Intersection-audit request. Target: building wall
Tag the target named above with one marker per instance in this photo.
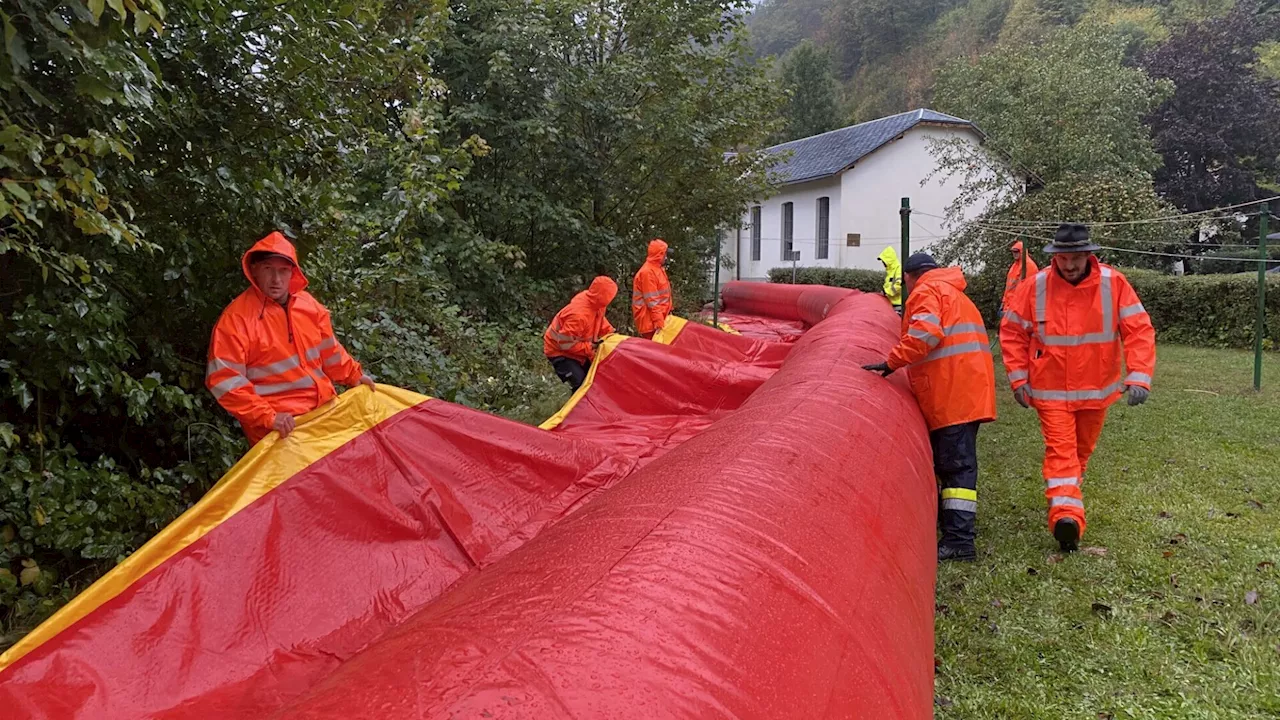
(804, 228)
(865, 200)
...
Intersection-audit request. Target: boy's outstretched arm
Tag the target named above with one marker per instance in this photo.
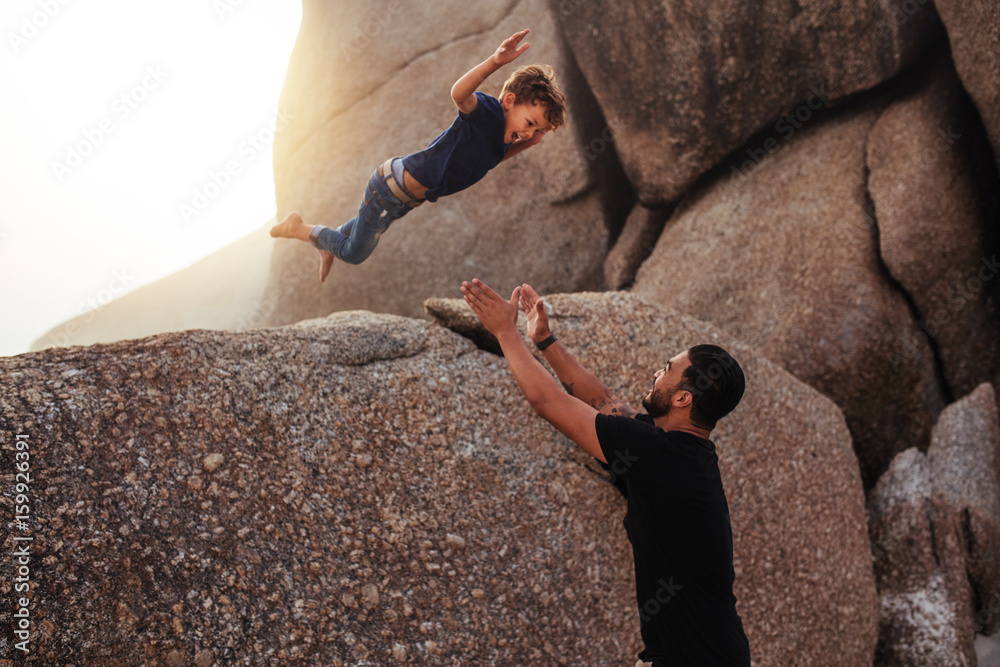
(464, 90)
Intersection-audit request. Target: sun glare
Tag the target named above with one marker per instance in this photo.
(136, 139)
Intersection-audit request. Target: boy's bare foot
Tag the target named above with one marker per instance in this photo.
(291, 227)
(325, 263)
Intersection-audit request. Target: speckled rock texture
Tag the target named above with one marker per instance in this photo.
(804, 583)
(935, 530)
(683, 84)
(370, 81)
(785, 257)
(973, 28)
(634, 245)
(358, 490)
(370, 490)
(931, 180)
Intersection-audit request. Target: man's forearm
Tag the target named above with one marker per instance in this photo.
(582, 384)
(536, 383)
==
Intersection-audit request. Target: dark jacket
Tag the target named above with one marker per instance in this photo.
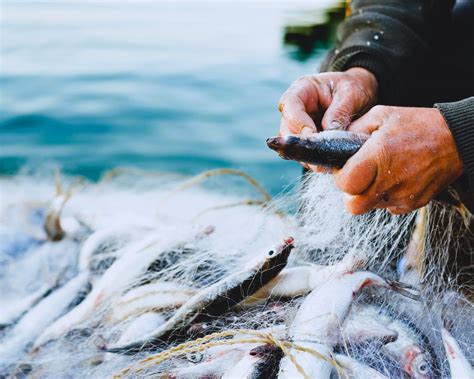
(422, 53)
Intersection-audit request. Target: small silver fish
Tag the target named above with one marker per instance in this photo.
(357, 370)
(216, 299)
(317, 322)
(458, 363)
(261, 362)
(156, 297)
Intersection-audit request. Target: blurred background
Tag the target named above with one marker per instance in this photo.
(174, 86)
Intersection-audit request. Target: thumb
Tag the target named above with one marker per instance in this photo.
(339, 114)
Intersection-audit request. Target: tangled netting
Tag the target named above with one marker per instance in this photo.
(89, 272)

§ Problem description: Count the lines in the records above that contain the string "silver". Letter case matters. Reply with the number alone.

§ Exercise solution: 1